Task description:
Format every line of the entries below as a JSON list of strings, one string per line. Omit blank lines and the pictures.
[START Data provided]
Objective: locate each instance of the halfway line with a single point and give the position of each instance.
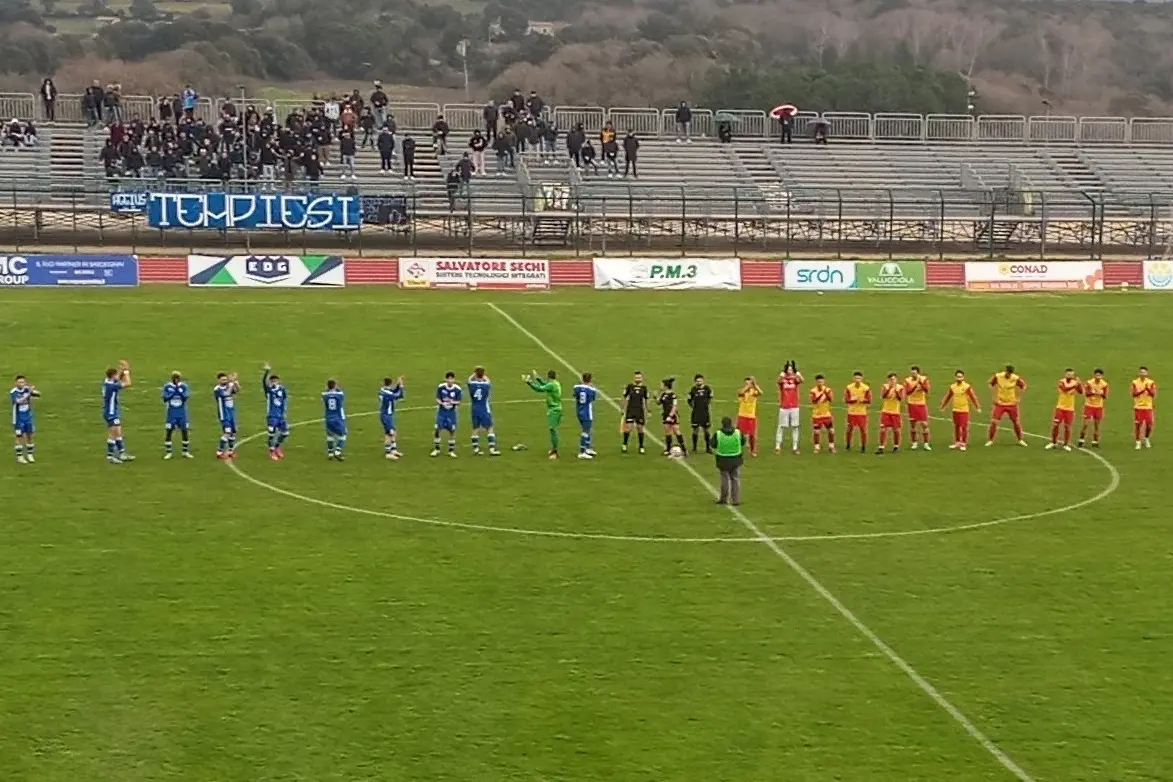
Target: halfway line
(814, 583)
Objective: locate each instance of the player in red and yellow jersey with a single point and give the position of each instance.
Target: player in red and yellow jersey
(962, 398)
(1144, 396)
(1008, 390)
(747, 412)
(892, 394)
(916, 394)
(858, 396)
(788, 383)
(1094, 394)
(821, 396)
(1064, 420)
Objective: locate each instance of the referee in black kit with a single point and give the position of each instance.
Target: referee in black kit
(700, 399)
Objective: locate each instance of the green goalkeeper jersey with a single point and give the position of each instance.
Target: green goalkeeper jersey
(553, 390)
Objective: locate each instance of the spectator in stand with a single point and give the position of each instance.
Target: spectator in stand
(347, 148)
(588, 155)
(49, 99)
(535, 104)
(575, 141)
(386, 144)
(610, 147)
(630, 155)
(92, 103)
(489, 114)
(408, 157)
(366, 123)
(684, 123)
(477, 144)
(548, 137)
(440, 135)
(379, 104)
(189, 97)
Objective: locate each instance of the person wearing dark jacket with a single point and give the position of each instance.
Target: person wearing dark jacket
(408, 157)
(630, 154)
(683, 123)
(49, 100)
(476, 145)
(729, 444)
(440, 135)
(489, 114)
(386, 144)
(575, 141)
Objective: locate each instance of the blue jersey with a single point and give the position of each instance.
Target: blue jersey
(225, 405)
(584, 403)
(175, 400)
(112, 390)
(21, 410)
(480, 389)
(388, 396)
(447, 399)
(333, 401)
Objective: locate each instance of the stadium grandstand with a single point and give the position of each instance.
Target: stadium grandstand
(886, 181)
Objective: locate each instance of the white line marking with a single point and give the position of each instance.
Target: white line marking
(646, 538)
(816, 585)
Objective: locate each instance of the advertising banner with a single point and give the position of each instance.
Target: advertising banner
(47, 271)
(128, 203)
(256, 211)
(501, 273)
(1016, 276)
(1158, 276)
(819, 274)
(668, 274)
(266, 271)
(890, 276)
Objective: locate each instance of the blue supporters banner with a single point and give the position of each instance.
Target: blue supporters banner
[END Data provided]
Task answer:
[
  "Objective: locate each instance of the halfway line with a single point and give the position of each instance.",
  "Target: halfway line",
  "(814, 583)",
  "Objective: locate each instance of the player in red and yellow jersey with a single point and give the position of each instance.",
  "Target: player in red and yellow jersey",
  "(962, 398)",
  "(1144, 396)",
  "(1008, 390)",
  "(747, 412)",
  "(892, 394)",
  "(916, 394)",
  "(858, 396)",
  "(788, 383)",
  "(1094, 394)",
  "(821, 396)",
  "(1064, 420)",
  "Objective: locate each instance of the referee in black kit with a single point and give the position of each instance.",
  "Target: referee in black kit",
  "(700, 399)",
  "Objective: locate each instance of the green goalkeeper jersey with a single point and give the position of each instance.",
  "Target: green goalkeeper jersey",
  "(553, 390)",
  "Objective: locate each instance of the spectator in stand with a single point and give the position of each instance.",
  "Target: spectator in stand",
  "(347, 148)",
  "(588, 155)",
  "(49, 99)",
  "(535, 104)",
  "(575, 141)",
  "(386, 144)",
  "(610, 147)",
  "(630, 155)",
  "(92, 103)",
  "(489, 114)",
  "(408, 157)",
  "(366, 123)",
  "(684, 123)",
  "(477, 144)",
  "(548, 137)",
  "(440, 135)",
  "(379, 104)",
  "(189, 97)",
  "Objective: locate each instance of the person wearing dark jacket with a single point and give the position of each instance.",
  "Target: person wearing dark jacket",
  "(408, 157)",
  "(630, 154)",
  "(683, 123)",
  "(49, 100)",
  "(476, 145)",
  "(729, 444)",
  "(440, 135)",
  "(489, 114)",
  "(386, 144)",
  "(575, 141)",
  "Objective: locate each instance of the blue jersey with a single point and give the position of each instance.",
  "Target: blue jersey",
  "(225, 405)",
  "(584, 403)",
  "(175, 400)",
  "(112, 390)",
  "(21, 410)",
  "(480, 389)",
  "(388, 396)",
  "(447, 399)",
  "(333, 401)",
  "Objective: locate each instance of the stadium grandstand with a single point and give the position of each instance.",
  "Target: stadium grandstand",
  "(886, 181)",
  "Objective: locate each instance of the white line marking with a single point and give the position of each instance.",
  "Target: white line marking",
  "(646, 538)",
  "(816, 585)",
  "Objective: locate each instance of the advertising banner with a single point and give the position of each instance.",
  "Target: advertising banner",
  "(47, 271)",
  "(128, 203)",
  "(256, 211)",
  "(501, 273)",
  "(1016, 276)",
  "(1158, 276)",
  "(819, 274)",
  "(668, 274)",
  "(266, 271)",
  "(890, 276)",
  "Objective: locate each instance of the blue supporters banner with a single point and give the position of each instance.",
  "Target: blue supporters banner"
]